--- START ---
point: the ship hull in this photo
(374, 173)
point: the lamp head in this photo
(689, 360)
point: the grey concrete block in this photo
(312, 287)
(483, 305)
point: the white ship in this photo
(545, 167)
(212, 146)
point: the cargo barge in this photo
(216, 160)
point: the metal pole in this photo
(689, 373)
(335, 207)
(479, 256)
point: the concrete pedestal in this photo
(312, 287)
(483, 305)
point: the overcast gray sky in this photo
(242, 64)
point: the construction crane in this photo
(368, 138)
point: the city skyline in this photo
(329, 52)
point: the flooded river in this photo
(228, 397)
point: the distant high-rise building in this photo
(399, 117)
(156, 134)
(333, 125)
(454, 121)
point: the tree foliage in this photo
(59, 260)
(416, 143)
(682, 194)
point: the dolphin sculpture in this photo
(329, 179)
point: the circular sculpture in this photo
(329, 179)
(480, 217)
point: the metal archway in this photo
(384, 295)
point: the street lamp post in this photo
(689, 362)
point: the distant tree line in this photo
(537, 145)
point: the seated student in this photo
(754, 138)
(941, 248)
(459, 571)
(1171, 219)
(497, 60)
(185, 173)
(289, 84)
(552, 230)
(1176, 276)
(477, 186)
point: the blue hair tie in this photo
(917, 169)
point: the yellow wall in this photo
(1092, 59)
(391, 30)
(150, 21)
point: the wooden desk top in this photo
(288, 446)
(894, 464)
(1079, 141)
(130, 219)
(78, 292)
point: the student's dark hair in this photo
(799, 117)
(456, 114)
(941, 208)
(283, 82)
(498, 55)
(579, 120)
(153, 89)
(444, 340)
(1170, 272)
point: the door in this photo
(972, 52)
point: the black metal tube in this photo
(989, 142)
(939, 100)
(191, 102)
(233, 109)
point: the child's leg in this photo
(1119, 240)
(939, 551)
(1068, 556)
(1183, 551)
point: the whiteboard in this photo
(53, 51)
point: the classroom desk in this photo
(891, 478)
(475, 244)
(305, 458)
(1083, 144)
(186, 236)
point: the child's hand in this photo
--- END ---
* **What is asked**:
Render every line of the rows above as a Markdown table with the columns Index and Line, giving each line a number and leaving out any blank lines.

* **Output for this task**:
| Index | Line |
|---|---|
| 1 | point: the ship hull in this photo |
| 2 | (374, 173) |
| 3 | point: the lamp head in this photo |
| 4 | (689, 360) |
| 5 | point: the grey concrete block in this photo |
| 6 | (312, 287) |
| 7 | (483, 305) |
| 8 | point: the white ship in this photo |
| 9 | (545, 167) |
| 10 | (212, 146) |
| 11 | point: the cargo barge in this photo |
| 12 | (216, 160) |
| 13 | point: the metal pole in this photo |
| 14 | (689, 373) |
| 15 | (335, 207) |
| 16 | (479, 256) |
| 17 | point: the concrete pedestal in this photo |
| 18 | (312, 287) |
| 19 | (483, 305) |
| 20 | point: the overcast gray sky in this photo |
| 21 | (242, 64) |
| 22 | point: the construction crane in this photo |
| 23 | (368, 138) |
| 24 | point: the city skyline in this photo |
| 25 | (329, 52) |
| 26 | point: the flooded river in this photo |
| 27 | (228, 397) |
| 28 | point: the distant high-rise building in this photo |
| 29 | (399, 117) |
| 30 | (156, 134) |
| 31 | (333, 125) |
| 32 | (454, 121) |
| 33 | point: the tree foliage in this photo |
| 34 | (59, 260) |
| 35 | (416, 143) |
| 36 | (682, 194) |
| 37 | point: the dolphin sculpture in this photo |
| 38 | (329, 179) |
| 39 | point: the circular sculpture in this photo |
| 40 | (329, 179) |
| 41 | (480, 217) |
| 42 | point: the metal archway in this photo |
| 43 | (384, 295) |
| 44 | point: the street lamp post in this photo |
| 45 | (689, 362) |
| 46 | point: the distant tree line in this photo |
| 47 | (537, 145) |
| 48 | point: the seated student in this photo |
| 49 | (754, 138) |
| 50 | (941, 248) |
| 51 | (459, 571) |
| 52 | (1171, 219) |
| 53 | (497, 60) |
| 54 | (185, 173) |
| 55 | (289, 84) |
| 56 | (552, 230) |
| 57 | (1176, 276) |
| 58 | (477, 186) |
| 59 | point: the blue hair tie in this photo |
| 60 | (917, 169) |
| 61 | point: the yellow wall in this photo |
| 62 | (1092, 59) |
| 63 | (391, 30) |
| 64 | (150, 21) |
| 65 | point: the wooden desk top in this photo |
| 66 | (288, 446) |
| 67 | (894, 464) |
| 68 | (1079, 141) |
| 69 | (130, 219) |
| 70 | (78, 292) |
| 71 | point: the student's dark hair in this photo |
| 72 | (799, 117) |
| 73 | (456, 114) |
| 74 | (941, 208) |
| 75 | (283, 82) |
| 76 | (498, 55) |
| 77 | (579, 120) |
| 78 | (153, 89) |
| 79 | (444, 340) |
| 80 | (1170, 272) |
| 81 | point: the door in this photo |
| 82 | (972, 52) |
| 83 | point: the black metal tube in this photo |
| 84 | (989, 142) |
| 85 | (939, 100) |
| 86 | (191, 102) |
| 87 | (233, 109) |
| 88 | point: the child's leg in this photo |
| 89 | (1119, 240) |
| 90 | (939, 551) |
| 91 | (1068, 556) |
| 92 | (1183, 551) |
| 93 | point: the whiteboard in this photo |
| 94 | (53, 51) |
| 95 | point: the classroom desk in this photo |
| 96 | (891, 478) |
| 97 | (475, 244) |
| 98 | (305, 458) |
| 99 | (1083, 144) |
| 100 | (186, 236) |
| 101 | point: the child's hand in this photo |